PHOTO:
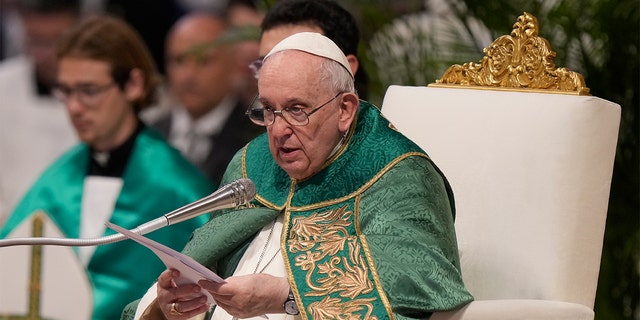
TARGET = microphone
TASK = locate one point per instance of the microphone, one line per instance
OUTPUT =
(231, 195)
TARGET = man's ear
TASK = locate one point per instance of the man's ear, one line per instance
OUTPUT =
(348, 110)
(134, 88)
(353, 63)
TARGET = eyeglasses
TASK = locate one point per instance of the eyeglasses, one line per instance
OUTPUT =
(87, 94)
(255, 67)
(295, 115)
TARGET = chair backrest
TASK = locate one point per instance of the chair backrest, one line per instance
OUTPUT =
(530, 170)
(531, 174)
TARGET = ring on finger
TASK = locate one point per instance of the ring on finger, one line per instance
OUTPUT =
(175, 311)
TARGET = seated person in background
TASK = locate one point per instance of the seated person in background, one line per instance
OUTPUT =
(122, 172)
(207, 122)
(351, 220)
(326, 17)
(34, 127)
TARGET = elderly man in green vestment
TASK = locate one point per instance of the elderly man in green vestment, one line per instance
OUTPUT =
(121, 172)
(351, 219)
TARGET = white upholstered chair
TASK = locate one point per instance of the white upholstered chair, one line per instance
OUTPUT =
(531, 172)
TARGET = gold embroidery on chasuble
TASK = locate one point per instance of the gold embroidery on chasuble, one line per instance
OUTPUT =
(333, 276)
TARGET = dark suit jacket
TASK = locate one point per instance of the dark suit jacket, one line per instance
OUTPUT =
(237, 132)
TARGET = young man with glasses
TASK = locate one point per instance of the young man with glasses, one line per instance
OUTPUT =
(34, 128)
(122, 172)
(351, 219)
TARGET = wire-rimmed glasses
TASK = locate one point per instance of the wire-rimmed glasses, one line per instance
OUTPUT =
(294, 115)
(87, 94)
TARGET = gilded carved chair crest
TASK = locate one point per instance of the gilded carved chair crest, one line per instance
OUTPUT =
(519, 61)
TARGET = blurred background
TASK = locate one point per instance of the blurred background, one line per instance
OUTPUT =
(412, 42)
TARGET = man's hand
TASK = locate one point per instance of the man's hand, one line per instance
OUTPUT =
(249, 296)
(179, 302)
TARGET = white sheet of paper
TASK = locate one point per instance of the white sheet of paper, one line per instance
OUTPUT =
(190, 270)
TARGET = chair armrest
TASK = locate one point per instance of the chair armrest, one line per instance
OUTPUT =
(518, 310)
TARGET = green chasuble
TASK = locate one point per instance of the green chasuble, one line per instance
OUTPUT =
(156, 180)
(370, 236)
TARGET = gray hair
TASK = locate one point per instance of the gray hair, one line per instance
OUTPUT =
(338, 78)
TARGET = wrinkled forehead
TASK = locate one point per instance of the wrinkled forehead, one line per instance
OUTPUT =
(290, 63)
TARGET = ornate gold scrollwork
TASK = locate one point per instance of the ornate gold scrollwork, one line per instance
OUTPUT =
(519, 61)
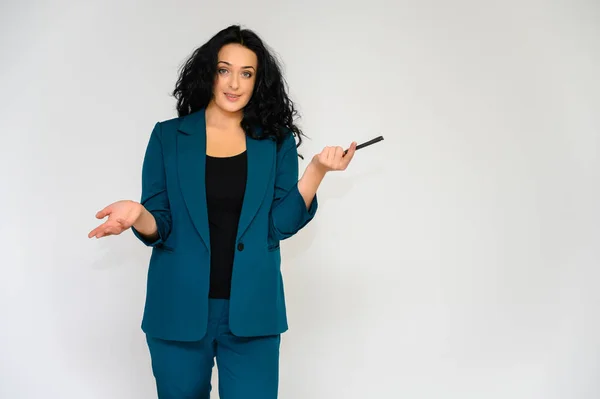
+ + + + +
_Problem description_. Copy all of the entries above line for line, with nothing changed, and leave the pictures out of your copy.

_Completed task_.
PHOTO:
TARGET = microphone
TASK = locate one point per instance of the microphone, one line per instance
OUTPUT =
(231, 195)
TARGET = man's ear
TASK = locate one point per instance of the man's ear, one line per instance
OUTPUT =
(348, 110)
(134, 88)
(353, 63)
TARGET = eyeglasses
TASK = locate one point per instance of the eyeglasses, one line per instance
OUTPUT =
(87, 94)
(255, 67)
(295, 115)
TARGET = chair backrest
TASK = locate one point per instance of the chair backrest, one line per instance
OUTPUT =
(530, 170)
(531, 174)
TARGET = ring on finger
TASK = locate one point per instance of the ring on finger, one line per instance
OUTPUT =
(175, 311)
TARGET = seated person in background
TASK = locate one point per instance of the seated person in background, one line per instance
OUTPUT =
(122, 172)
(207, 122)
(351, 220)
(326, 17)
(34, 127)
TARGET = elderly man in green vestment
TASK = locate one point per instance of the elderly man in green vestment, one line per instance
OUTPUT =
(121, 172)
(351, 219)
TARGET = white upholstered chair
TASK = locate one point per instance of the white upholstered chair, one line per instance
OUTPUT =
(531, 172)
TARGET = gold embroidery on chasuble
TASK = locate one point per instance of the gold embroidery on chasuble, one line per instance
OUTPUT =
(333, 276)
TARGET = dark suit jacket
TASK = locate one point per instance of the dark suit jacket, one line per instance
OUTPUT =
(237, 132)
TARGET = young man with glasses
TASK = locate one point per instance of the young man with glasses, one line per instance
OUTPUT =
(34, 128)
(122, 172)
(351, 219)
TARGET = wire-rimmed glasses
TASK = locate one point per instance of the wire-rimmed glasses, one line per instance
OUTPUT =
(294, 115)
(87, 94)
TARGET = gilded carved chair crest
TASK = locate one point per instance of the gilded carved chair crest, one line per instance
OUTPUT =
(519, 61)
TARGET = blurred background
TASK = locate one point per instance of the blurred background, one line per instance
OUTPUT =
(412, 42)
TARGET = man's hand
TASK = locate one point per instance of the man's hand, one line per instance
OUTPUT =
(249, 296)
(179, 302)
TARGET = white sheet of paper
TASK = locate one point per instance of the white sheet of paper, one line per instance
OUTPUT =
(190, 270)
TARGET = chair armrest
TASK = locate one point per instance of the chair armrest, one line per instance
OUTPUT =
(518, 310)
TARGET = green chasuble
TASK = locate one point per instance of the green chasuble, one line per instance
OUTPUT =
(156, 180)
(370, 236)
TARGET = gray hair
TASK = locate one point per instance of the gray hair, one line per instance
OUTPUT =
(338, 78)
TARGET = wrinkled forehead
TASK = locate one point per instance of the wrinkled forehead, one line per instance
OUTPUT =
(290, 63)
TARGET = ornate gold scrollwork
TASK = locate one point per instance of the ornate gold scrollwork, one line per instance
OUTPUT =
(519, 61)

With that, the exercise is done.